=== Text extract ===
One thing many people forget when dealing with data: outliers.
Even in a controlled online a/b test experiment, your dataset may be skewed by extremities. How do you deal with them? Trim them out, or is there some other way?
How do you even detect the presence of outliers and how extreme they are?
Especially if you’re optimizing your site for revenue, you should care about outliers. This post will dive into the nature of outliers in general, how to detect them, and then some popular methods for dealing with them.
What Are Outliers?
First, what exactly are outliers?
An outlier is an observation that lies an abnormal distance from other values in a random sample from a population.
There is, of course, a degree of ambiguity here. Qualifying a data point as an anomaly leaves it up to the analyst or model to determine what is actually abnormal and what to do with such data points.
- Mild outliers lie beyond an inner fence on either side
- Extreme outliers are beyond an outer fence
Why do outliers occur? According to Tom Bodenberg, chief economist and data consultant at market research firm Unity Marketing, “It can be the result of measurement or recording errors, or the unintended and truthful outcome resulting from the set’s definition.”

=== Parts of the exercise ===
1. Answer the following from the text on outliers:
(a) How does the text define an outlier?
(b) According to the text, where do extreme outliers lie?
(c) What positions does Tom Bodenberg hold, and at which firm?
2. In the entries, swap "fence slat" for "fence plank" throughout the part that opens with the line containing "for the wooden" and closes with the line containing "[80, 260, 149, 308]". Return only those lines, with everything else unchanged.
The text on outliers and the entries that follow it are separate, unrelated material.

=== Data excerpts ===
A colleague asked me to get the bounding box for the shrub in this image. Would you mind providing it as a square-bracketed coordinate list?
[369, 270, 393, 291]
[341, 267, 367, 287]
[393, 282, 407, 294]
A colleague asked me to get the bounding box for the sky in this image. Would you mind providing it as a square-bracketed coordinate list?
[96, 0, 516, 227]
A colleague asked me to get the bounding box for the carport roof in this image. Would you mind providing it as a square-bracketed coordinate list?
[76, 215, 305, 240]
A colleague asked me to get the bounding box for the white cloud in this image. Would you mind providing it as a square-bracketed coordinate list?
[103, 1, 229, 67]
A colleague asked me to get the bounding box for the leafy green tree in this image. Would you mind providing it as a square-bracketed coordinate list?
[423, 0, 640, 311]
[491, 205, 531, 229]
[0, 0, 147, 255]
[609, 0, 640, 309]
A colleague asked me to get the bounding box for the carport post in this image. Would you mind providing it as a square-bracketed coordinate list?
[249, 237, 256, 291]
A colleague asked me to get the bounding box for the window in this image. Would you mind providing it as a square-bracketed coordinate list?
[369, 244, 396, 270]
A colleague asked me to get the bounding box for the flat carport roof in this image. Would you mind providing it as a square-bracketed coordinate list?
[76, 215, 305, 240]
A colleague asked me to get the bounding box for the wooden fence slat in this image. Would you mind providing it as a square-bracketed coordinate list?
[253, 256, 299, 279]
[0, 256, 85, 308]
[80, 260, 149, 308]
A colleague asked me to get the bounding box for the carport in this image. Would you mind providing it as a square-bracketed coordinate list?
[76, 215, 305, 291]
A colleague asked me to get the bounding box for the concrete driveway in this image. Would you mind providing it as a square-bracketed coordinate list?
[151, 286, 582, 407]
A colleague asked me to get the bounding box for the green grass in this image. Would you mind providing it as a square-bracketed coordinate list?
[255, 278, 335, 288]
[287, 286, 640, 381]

=== Answers for the exercise ===
1.
(a) An outlier is an observation that lies an abnormal distance from other values in a random sample from a population.
(b) Extreme outliers lie beyond an outer fence.
(c) He is chief economist and data consultant at the market research firm Unity Marketing.

2.
A colleague asked me to get the bounding box for the wooden fence plank in this image. Would you mind providing it as a square-bracketed coordinate list?
[253, 256, 299, 279]
[0, 256, 85, 308]
[80, 260, 149, 308]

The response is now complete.